(DATA EXCERPTS Opens)

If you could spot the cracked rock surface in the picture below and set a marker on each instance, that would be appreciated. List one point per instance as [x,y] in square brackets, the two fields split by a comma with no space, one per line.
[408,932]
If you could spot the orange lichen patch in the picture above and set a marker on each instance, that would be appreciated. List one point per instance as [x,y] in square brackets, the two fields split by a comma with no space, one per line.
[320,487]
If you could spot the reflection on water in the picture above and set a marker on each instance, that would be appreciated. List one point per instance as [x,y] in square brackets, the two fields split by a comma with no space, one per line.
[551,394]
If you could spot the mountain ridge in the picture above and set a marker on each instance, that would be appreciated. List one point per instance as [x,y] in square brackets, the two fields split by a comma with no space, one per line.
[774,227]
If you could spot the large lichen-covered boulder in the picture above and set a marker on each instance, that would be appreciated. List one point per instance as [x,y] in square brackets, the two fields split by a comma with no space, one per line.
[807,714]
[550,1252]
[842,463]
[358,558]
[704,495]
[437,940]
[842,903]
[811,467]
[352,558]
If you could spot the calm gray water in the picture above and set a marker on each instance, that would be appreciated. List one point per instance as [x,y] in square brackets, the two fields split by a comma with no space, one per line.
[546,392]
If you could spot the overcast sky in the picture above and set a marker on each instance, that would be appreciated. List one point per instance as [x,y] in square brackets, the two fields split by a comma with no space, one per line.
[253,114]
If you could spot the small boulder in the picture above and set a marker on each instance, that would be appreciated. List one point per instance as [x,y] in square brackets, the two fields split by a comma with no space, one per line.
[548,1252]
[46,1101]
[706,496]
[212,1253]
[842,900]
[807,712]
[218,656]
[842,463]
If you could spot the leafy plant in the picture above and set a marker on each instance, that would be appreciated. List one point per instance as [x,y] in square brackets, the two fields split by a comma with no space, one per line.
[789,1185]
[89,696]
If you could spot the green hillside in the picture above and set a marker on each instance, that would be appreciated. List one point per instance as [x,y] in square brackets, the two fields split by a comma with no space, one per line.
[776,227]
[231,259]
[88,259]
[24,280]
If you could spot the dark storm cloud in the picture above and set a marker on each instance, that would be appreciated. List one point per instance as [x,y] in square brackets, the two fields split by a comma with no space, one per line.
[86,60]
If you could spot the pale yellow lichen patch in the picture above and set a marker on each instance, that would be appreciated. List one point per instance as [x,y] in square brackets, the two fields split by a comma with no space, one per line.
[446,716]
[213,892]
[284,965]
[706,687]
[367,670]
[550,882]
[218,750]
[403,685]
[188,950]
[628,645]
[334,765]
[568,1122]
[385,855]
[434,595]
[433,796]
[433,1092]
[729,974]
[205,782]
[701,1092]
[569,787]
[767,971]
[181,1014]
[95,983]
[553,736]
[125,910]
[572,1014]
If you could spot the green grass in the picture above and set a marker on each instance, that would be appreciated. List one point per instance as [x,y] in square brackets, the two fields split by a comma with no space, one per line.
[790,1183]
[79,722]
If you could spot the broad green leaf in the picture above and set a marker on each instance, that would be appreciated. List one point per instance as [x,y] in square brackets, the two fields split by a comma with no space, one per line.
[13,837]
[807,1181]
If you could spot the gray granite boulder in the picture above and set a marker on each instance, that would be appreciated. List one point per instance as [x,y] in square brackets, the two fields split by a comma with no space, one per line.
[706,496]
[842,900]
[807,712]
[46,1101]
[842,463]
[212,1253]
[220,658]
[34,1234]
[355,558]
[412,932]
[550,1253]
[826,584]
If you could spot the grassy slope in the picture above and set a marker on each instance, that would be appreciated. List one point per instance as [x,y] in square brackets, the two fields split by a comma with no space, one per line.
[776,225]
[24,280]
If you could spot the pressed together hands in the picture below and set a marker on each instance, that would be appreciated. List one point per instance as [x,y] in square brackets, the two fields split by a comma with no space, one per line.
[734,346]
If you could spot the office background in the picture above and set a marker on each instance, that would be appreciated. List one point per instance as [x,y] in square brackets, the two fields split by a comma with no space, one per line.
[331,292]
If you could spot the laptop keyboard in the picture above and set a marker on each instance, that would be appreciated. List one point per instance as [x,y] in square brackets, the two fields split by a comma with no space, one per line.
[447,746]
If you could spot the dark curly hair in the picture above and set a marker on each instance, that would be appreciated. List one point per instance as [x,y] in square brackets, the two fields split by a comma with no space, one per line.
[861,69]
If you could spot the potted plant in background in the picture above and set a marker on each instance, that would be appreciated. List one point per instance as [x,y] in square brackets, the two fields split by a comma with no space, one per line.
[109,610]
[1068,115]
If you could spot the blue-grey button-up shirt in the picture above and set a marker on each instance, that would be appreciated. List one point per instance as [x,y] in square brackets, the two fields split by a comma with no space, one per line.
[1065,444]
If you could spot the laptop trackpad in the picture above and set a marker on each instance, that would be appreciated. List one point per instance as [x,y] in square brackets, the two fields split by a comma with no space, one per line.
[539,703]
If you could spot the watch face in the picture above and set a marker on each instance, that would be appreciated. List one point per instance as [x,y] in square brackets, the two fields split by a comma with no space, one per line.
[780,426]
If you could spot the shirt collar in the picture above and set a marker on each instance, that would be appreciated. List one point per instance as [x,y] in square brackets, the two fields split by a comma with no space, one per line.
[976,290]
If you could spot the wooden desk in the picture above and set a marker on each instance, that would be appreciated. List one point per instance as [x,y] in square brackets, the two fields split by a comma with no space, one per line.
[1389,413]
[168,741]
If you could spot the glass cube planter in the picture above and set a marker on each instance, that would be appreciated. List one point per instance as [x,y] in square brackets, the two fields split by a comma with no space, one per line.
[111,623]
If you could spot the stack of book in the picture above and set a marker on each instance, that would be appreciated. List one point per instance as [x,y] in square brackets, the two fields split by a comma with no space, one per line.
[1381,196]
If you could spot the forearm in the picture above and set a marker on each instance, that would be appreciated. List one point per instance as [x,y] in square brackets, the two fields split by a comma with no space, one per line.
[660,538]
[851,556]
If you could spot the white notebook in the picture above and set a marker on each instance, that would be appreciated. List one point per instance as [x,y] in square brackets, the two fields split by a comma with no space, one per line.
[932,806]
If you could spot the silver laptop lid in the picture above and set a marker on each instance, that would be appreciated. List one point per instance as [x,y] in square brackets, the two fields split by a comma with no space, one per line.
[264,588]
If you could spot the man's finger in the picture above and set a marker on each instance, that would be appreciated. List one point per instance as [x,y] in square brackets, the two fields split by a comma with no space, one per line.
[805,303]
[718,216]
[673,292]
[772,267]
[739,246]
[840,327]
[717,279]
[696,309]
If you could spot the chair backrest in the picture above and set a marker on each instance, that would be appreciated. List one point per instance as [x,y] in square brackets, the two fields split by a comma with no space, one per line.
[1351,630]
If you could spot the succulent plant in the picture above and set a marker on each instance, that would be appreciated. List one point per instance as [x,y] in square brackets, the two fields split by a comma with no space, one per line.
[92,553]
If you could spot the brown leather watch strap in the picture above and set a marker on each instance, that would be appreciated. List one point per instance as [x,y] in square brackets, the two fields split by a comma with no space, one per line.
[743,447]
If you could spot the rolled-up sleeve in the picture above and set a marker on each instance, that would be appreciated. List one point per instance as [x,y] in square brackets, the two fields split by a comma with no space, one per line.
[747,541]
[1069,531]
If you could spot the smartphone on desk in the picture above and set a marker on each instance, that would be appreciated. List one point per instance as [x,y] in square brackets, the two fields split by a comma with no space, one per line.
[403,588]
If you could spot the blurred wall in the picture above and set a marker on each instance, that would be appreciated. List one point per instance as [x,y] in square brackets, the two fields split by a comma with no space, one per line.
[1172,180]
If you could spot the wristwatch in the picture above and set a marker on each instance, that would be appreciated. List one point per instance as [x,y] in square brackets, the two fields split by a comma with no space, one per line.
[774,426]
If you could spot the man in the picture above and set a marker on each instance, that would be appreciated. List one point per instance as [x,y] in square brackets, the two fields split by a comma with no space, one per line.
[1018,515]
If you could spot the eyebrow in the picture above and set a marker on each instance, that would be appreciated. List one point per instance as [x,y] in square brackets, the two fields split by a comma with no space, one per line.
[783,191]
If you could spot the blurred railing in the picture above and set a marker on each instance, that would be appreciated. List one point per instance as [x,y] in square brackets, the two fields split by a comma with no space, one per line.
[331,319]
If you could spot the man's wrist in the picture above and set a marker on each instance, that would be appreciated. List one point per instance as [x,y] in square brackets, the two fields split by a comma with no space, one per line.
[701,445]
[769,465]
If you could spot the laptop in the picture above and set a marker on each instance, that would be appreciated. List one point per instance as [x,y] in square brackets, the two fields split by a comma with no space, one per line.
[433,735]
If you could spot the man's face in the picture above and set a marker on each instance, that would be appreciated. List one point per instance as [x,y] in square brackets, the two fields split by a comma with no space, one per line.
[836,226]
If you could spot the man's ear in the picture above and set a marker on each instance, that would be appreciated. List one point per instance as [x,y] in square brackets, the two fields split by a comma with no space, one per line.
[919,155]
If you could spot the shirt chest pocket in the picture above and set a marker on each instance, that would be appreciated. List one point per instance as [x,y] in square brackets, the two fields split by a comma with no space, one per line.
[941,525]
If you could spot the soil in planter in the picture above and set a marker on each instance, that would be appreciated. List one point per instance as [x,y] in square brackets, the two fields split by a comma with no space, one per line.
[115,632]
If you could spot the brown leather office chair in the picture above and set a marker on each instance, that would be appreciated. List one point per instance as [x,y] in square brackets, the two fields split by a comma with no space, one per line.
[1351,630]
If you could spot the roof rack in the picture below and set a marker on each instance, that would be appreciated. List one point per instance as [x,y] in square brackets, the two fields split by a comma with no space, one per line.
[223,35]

(DATA EXCERPTS Closes)

## ACTION ITEM:
Repeat exactly, and only, the lines from the one containing "If you could spot the man's wrist" through the end of the material.

## RESPONSE:
If you could spot the man's wrist in the picture above and set a marker on each instance, that would be appreciated. List one point per instance as [x,y] in square brackets, the two fields split by a comma with no space, one per line.
[701,445]
[769,465]
If you could spot the laptop in the picture above and set a marker on each instance, that would be appreciated. List one point per instance as [x,y] in square brackets, the two fields split by a comma with no space, one per line.
[433,735]
If you could spot the man's face in the picture above and set a marker on each instance, that would be appreciated. List one point per instance as [x,y] in square brackets, the two fields split by a comma with no space, one per line.
[836,226]
If you could spot the man's ear in the picture above and set a marker on each instance, that would be appreciated. List one point per instance as [x,y] in square brackets, the two fields split by a comma with no space, one per line.
[919,155]
If you could spot the shirt chest pocket in the picture above and set a marker on each instance, that would be appreciated. List one point per instance as [x,y] in square brackets, the two fields split by a comma with no space, one per line.
[941,525]
If you could spot the soil in planter in the picture above and set a marker on each instance, that would be appreciated. List one point per instance as [x,y] in square brackets, the two fields split by a comma with no space, one per line.
[115,632]
If you could spot the brown leather office chair in the picture above and set a marker on each instance, that would be appreciated. List one point per instance as [x,y] in square brackets, the two fields split by a comma with no space, one per line.
[1351,630]
If you could spot the roof rack in the picture below and set a marker on each instance, that would be appreciated. List one point per instance as [x,y] in square brackets, the two fields split by a comma with no space, one per line.
[223,35]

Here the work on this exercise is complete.